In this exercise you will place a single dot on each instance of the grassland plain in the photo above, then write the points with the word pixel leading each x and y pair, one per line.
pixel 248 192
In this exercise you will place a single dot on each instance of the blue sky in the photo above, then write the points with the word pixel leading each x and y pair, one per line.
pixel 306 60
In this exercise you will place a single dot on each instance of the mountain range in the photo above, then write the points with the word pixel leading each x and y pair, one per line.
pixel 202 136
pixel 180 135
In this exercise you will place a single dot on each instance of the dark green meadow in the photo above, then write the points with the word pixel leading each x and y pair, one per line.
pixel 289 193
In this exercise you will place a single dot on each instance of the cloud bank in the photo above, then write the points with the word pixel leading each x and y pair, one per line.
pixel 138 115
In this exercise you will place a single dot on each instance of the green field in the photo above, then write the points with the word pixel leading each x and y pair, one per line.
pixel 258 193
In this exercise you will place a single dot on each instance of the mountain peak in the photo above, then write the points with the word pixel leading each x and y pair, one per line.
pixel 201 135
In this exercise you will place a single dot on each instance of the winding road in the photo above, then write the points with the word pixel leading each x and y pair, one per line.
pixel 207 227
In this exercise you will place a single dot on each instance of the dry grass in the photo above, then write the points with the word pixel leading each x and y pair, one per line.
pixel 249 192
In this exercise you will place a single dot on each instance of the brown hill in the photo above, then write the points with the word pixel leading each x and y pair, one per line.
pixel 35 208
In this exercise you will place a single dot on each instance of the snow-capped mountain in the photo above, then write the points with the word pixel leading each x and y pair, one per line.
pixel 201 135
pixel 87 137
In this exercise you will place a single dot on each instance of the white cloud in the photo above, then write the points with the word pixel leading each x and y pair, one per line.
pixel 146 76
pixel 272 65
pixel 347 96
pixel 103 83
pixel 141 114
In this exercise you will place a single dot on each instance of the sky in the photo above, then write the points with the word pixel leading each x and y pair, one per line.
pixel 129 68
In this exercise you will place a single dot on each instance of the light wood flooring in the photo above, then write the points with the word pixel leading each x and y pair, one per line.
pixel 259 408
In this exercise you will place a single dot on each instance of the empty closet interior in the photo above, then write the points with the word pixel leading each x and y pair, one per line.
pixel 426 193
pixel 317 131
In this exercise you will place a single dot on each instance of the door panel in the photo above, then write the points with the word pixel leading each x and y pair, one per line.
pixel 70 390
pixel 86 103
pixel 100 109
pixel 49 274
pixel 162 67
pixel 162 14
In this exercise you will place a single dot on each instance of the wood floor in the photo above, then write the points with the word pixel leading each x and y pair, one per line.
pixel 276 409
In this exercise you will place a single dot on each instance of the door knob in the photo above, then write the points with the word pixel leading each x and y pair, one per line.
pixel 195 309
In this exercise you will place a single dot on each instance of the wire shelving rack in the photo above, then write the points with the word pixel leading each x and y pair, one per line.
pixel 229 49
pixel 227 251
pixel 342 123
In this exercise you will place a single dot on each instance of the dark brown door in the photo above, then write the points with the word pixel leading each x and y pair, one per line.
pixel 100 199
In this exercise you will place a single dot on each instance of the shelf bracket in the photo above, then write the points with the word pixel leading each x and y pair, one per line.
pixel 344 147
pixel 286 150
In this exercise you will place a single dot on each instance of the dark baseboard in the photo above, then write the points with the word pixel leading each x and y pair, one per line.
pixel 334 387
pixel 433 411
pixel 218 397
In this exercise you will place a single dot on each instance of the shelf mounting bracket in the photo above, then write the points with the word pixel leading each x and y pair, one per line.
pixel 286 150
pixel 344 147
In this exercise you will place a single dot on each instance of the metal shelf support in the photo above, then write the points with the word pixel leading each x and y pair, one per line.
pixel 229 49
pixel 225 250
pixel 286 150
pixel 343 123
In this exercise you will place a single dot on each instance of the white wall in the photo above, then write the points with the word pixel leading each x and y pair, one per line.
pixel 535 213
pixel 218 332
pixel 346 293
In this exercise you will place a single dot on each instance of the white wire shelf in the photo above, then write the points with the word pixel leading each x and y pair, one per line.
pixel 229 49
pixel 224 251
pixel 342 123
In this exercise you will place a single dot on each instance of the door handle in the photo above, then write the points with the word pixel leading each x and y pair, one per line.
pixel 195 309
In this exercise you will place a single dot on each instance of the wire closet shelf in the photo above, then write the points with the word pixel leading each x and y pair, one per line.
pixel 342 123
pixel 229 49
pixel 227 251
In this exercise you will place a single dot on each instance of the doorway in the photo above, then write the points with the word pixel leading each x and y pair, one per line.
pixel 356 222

....

Task prompt =
Return each line of the data exactly as it was given.

Completed exercise =
In this exercise you will place a single dot on each instance of the grassland plain in the photo above, then write the points with the word pixel leading each x and y pair, one per line.
pixel 248 192
In this exercise you will place a single dot on each instance of the blue sky in the photo above, then write the points with the word pixel leading each x and y pair, one per line.
pixel 306 60
In this exercise you will place a single dot on each instance of the mountain range in the photo above, then write the points with the word pixel leading each x and y pair, one per line.
pixel 202 136
pixel 180 135
In this exercise you will place a single dot on each instance of the dark green meadow in the photo above, then write the points with the word pixel leading each x and y pair, one per line.
pixel 289 193
In this exercise you will place a single dot on each instance of the cloud bank in the photo above, then write the points with the word pixel leading each x and y pair, one per line.
pixel 138 115
In this exercise you will place a single dot on each instance of the green field in the photo above, then write the points with the word pixel leading each x and y pair, one per line.
pixel 258 193
In this exercise you will place a single dot on each instance of the mountain peak in the photo above, then write the points with the word pixel leading each x and y pair, one per line.
pixel 201 135
In this exercise you will place a single dot on each instance of the winding road in the photo above, then write the points with the word pixel leading each x and y pair, one per line.
pixel 207 227
In this exercise you will place a single dot on each instance of the dry grass in the photo above, then write the points with the word pixel leading each x and y pair, one per line.
pixel 249 192
In this exercise you will place a single dot on each instance of the brown hill in the photo above, then write the points with the word pixel leading each x and y pair, one per line.
pixel 35 208
In this exercise you will place a single dot on each instance of the snow-capped mountain in the photo above, then write the points with the word pixel leading each x and y pair, one per line.
pixel 201 135
pixel 87 137
In this exercise you will place a single dot on each instance of the white cloud in the photo above, then write the points with the word pixel leading each x and y pair, one per line.
pixel 146 76
pixel 272 65
pixel 347 96
pixel 103 83
pixel 141 114
In this exercise you will place a single dot on each instance of the sky in the photo above, then write the points with the word pixel leading each x and y pair, one per line.
pixel 129 68
In this exercise you will place a single dot on each instance of the light wood flooring in the photo above, then write the points with the word pixel leading each x and y pair, one per line.
pixel 259 408
In this exercise you will place a single dot on each instance of the empty closet interior in the photo above, then write the points with the word pixel leading each x and y pair, one per line.
pixel 426 193
pixel 317 131
In this exercise you will place a single dot on each instance of the door panel in the photo above, then write the points with the word pixel leading each x and y pair, one per line.
pixel 70 390
pixel 86 103
pixel 100 109
pixel 49 274
pixel 162 67
pixel 162 14
In this exercise you will place a single dot on each instance of the wood floor in the photo above, then write the points with the word pixel leading each x and y pair, one per line.
pixel 276 409
In this exercise you will place a single dot on each instance of the door knob in the photo above, then write the points with the word pixel leading each x and y pair, one per line.
pixel 195 309
In this exercise you will place a single dot on each instance of the wire shelving rack in the photo above, then write the points with the word pixel leading each x and y pair, one per line.
pixel 229 49
pixel 227 251
pixel 342 123
In this exercise you will place a single dot on each instance of the dark brown door in the photo above, then write the points with the word pixel leading each x and y pair, one per line.
pixel 100 199
In this exercise you will place a single dot on each instance of the shelf bracket in the photo above, then write the points with the word pixel leading each x and y pair, one per line.
pixel 344 147
pixel 286 150
In this exercise you will place a single dot on each instance of the dark baseboard in the photo above, then write the points with the word pixel leading each x and y pair, one per line.
pixel 334 387
pixel 433 411
pixel 218 397
In this exercise you will place a single dot on each instance of the shelf mounting bracket in the photo above, then write the points with the word pixel leading each x and y pair, one per line.
pixel 286 150
pixel 344 147
In this exercise you will place a single dot on each instance of the metal shelf support in the photo above, then write the points with the word pixel leading each x and y pair, one per line.
pixel 229 49
pixel 225 250
pixel 286 150
pixel 343 123
In this exercise you will place a single dot on each instance of the white wall in the photo above, then write the points with the word pixel leading each x and y pair, one per line.
pixel 535 213
pixel 218 332
pixel 346 293
In this exercise you will place a single dot on each instance of the white wire shelf in the photo above, then write the points with the word pixel leading each x and y pair, one per line.
pixel 229 49
pixel 224 251
pixel 342 123
In this exercise you will place a single dot on each instance of the door handle in the photo above, then write the points with the word pixel leading each x and y pair, one per line.
pixel 195 309
In this exercise you will place a single dot on each instance of the wire closet shelf in the photo above, then write the points with the word pixel leading each x and y pair, one per line.
pixel 342 123
pixel 229 49
pixel 227 251
In this exercise you will place a single dot on each instance of the doorway in the photo above, then write the points with the word pixel leading each x and y pair, one per line.
pixel 356 222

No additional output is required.